* Problem description *
Look through the material that follows and show every line with the string "church".

* Dataset content *
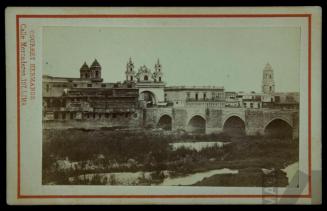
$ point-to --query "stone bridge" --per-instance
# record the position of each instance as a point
(230, 120)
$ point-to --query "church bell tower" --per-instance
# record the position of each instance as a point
(130, 73)
(268, 83)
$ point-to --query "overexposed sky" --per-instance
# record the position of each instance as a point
(229, 57)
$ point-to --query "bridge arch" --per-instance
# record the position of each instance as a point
(149, 97)
(234, 125)
(165, 122)
(278, 128)
(196, 124)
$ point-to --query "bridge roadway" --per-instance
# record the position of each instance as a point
(212, 120)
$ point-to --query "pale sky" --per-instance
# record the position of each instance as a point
(229, 57)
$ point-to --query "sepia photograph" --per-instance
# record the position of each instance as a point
(170, 106)
(163, 105)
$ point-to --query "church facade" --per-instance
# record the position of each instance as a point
(88, 101)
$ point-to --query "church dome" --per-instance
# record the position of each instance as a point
(85, 67)
(95, 64)
(268, 67)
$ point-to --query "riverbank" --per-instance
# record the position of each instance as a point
(72, 153)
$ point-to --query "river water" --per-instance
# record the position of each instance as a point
(198, 146)
(193, 178)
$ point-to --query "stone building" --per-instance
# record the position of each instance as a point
(268, 83)
(143, 99)
(88, 98)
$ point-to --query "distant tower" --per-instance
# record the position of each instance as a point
(95, 71)
(130, 73)
(268, 84)
(84, 71)
(157, 75)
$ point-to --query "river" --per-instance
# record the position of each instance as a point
(198, 146)
(196, 177)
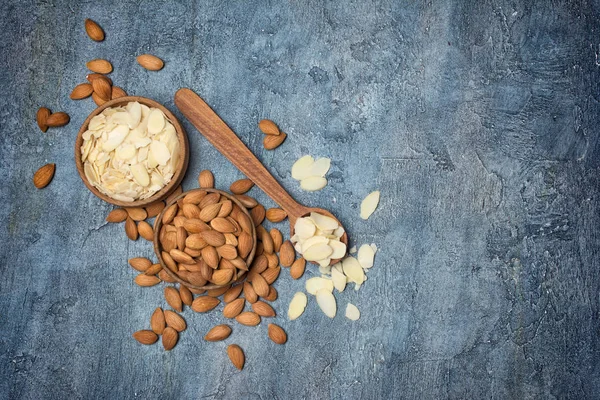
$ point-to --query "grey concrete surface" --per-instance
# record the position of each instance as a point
(478, 120)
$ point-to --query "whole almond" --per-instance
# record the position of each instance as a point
(249, 293)
(186, 296)
(297, 269)
(117, 92)
(204, 303)
(263, 309)
(43, 176)
(99, 66)
(42, 118)
(277, 334)
(150, 62)
(236, 356)
(145, 230)
(157, 321)
(173, 299)
(57, 119)
(268, 127)
(145, 336)
(260, 285)
(277, 238)
(241, 186)
(175, 321)
(287, 253)
(276, 214)
(218, 333)
(81, 91)
(271, 142)
(248, 318)
(140, 263)
(169, 338)
(94, 30)
(145, 280)
(102, 88)
(234, 308)
(206, 179)
(116, 215)
(131, 229)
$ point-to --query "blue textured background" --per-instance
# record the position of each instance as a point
(478, 120)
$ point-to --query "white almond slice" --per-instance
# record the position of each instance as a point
(313, 183)
(317, 252)
(369, 204)
(156, 121)
(326, 302)
(365, 256)
(297, 305)
(115, 138)
(323, 222)
(353, 270)
(339, 249)
(304, 228)
(302, 168)
(352, 312)
(134, 109)
(314, 284)
(338, 277)
(320, 167)
(313, 241)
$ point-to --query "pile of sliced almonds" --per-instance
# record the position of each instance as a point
(130, 152)
(311, 173)
(317, 238)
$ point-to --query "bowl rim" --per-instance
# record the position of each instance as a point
(156, 242)
(181, 167)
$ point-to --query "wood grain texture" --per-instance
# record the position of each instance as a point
(478, 121)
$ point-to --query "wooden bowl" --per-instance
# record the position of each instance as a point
(158, 248)
(181, 165)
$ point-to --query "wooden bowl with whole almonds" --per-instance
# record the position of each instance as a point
(205, 239)
(134, 156)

* Solution to the problem *
$ point-to --query "church bell tower" --per-instance
$ point-to --query "church facade" --per-instance
$ point-to --query "church dome" --per-instance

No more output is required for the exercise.